Apply what you read:
1. List every person the passage on transgender identity names.
2. Answer these questions from the passage on transgender identity:
(a) What do people like Nicole prove to the writer's satisfaction?
(b) In whom do people more readily accept trans identity?
(c) What does the "born this way" narrative assert?

Page excerpt:

..............................

People like Nicole prove to my satisfaction that transgender identity is real.  Given the shame and doubt that transpeople regularly experience, she is a welcome source of inspiration.  Still, I wonder how much her experience helps to explain what I see more commonly–people coming out in early, middle and even late adulthood.  Are Nicole and I the same sort of creature?  If not, how much can I really apply from the apparent success of her transition?

People more readily accept trans identity in children.  Few people seriously doubt Nicole’s story.  On the other hand, when I read about Chelsea Manning transitioning in the midst of legal trouble, or Bruce Jenner coming out after years as a professional media hound, part of me wants to ask , “What the hell are they up to now?”3  Adults who transition get routinely cast as nut cases or perverts.  Indeed, many of us shame ourselves in this way as we try to figure out who we are.  There might be a social and psychological incentive to the “born this way” narrative.  It asserts that our identities were forged in an age of innocence.

..............................

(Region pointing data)
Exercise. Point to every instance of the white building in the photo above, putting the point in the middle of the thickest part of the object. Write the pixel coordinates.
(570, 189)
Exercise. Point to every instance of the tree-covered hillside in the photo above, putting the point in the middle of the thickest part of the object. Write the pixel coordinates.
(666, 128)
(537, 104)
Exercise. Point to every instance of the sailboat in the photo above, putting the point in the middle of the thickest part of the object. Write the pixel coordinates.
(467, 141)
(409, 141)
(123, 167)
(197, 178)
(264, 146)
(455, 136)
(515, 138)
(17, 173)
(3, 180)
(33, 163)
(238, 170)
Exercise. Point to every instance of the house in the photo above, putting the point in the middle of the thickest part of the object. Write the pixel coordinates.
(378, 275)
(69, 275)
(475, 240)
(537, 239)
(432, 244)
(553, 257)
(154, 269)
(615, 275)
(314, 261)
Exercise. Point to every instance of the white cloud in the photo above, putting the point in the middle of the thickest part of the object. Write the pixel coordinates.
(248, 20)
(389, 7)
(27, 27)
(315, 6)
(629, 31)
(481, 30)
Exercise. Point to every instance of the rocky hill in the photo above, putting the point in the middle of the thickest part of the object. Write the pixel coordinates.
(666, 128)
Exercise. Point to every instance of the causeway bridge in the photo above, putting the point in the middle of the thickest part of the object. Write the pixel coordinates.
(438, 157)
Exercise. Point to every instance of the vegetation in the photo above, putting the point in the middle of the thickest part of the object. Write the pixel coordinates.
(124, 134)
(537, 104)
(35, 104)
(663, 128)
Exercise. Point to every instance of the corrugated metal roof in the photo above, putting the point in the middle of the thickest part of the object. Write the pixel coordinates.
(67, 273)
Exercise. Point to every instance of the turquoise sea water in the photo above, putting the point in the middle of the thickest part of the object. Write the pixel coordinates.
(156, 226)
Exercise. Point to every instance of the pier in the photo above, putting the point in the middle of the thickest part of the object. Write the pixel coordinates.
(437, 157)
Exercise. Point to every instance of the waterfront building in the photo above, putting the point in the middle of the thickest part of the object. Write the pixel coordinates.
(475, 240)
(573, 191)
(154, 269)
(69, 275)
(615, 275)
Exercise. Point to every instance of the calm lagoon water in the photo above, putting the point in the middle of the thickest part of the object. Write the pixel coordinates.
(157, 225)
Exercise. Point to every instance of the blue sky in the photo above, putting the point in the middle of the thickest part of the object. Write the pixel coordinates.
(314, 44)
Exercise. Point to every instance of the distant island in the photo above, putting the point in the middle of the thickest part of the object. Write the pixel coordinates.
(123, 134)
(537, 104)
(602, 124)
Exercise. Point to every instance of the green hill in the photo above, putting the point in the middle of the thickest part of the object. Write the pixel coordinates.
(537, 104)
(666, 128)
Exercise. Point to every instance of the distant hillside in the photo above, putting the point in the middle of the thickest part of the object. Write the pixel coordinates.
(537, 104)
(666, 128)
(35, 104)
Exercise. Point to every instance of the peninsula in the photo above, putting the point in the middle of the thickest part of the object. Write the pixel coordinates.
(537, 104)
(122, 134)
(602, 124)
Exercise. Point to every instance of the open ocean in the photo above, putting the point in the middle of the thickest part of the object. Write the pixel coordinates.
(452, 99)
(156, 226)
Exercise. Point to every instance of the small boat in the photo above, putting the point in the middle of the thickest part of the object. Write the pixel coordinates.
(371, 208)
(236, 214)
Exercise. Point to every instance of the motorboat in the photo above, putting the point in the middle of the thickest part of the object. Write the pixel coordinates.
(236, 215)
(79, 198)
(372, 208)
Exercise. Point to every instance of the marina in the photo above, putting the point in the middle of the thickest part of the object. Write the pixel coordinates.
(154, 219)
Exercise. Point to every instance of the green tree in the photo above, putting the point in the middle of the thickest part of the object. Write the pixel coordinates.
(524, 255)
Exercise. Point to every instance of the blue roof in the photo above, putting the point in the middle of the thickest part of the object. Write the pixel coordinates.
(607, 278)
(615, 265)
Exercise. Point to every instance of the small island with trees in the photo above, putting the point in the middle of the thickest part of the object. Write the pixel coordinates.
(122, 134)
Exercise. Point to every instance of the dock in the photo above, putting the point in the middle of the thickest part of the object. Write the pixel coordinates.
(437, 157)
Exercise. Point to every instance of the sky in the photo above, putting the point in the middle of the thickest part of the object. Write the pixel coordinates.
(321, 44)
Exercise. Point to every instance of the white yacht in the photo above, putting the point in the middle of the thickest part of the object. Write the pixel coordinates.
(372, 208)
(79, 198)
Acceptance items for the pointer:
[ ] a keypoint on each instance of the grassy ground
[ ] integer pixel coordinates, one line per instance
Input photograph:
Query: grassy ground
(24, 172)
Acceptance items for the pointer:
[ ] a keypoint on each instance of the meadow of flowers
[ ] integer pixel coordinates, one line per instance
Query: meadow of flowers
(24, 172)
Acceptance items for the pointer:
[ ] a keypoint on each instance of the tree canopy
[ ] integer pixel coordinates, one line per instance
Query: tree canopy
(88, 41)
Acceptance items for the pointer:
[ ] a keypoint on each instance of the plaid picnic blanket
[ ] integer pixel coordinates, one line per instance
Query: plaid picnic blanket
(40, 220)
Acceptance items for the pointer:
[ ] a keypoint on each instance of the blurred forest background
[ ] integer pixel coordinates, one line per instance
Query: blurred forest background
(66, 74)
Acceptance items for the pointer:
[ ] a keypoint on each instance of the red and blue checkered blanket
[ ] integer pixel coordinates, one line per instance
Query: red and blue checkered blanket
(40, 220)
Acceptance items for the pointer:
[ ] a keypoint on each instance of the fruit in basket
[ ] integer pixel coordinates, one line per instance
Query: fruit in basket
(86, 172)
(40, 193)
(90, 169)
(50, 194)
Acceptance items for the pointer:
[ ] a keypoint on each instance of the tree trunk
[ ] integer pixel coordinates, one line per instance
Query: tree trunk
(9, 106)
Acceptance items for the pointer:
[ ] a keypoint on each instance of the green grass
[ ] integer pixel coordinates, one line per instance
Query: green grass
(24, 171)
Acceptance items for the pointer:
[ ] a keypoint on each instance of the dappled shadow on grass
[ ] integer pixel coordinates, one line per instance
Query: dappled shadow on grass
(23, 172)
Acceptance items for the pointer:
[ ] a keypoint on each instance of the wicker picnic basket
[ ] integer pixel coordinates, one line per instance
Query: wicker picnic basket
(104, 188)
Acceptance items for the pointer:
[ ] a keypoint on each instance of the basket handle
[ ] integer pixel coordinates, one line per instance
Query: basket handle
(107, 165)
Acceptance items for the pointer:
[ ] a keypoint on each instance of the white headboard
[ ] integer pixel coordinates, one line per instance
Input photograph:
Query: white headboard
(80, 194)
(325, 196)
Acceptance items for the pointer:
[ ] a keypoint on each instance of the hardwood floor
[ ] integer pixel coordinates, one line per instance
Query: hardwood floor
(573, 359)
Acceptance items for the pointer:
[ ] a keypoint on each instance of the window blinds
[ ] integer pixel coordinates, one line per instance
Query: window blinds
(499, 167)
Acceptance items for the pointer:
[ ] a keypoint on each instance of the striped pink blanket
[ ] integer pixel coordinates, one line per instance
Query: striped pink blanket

..............................

Solutions to each task:
1. Nicole, Chelsea Manning, Bruce Jenner

2.
(a) That transgender identity is real.
(b) In children.
(c) That our identities were forged in an age of innocence.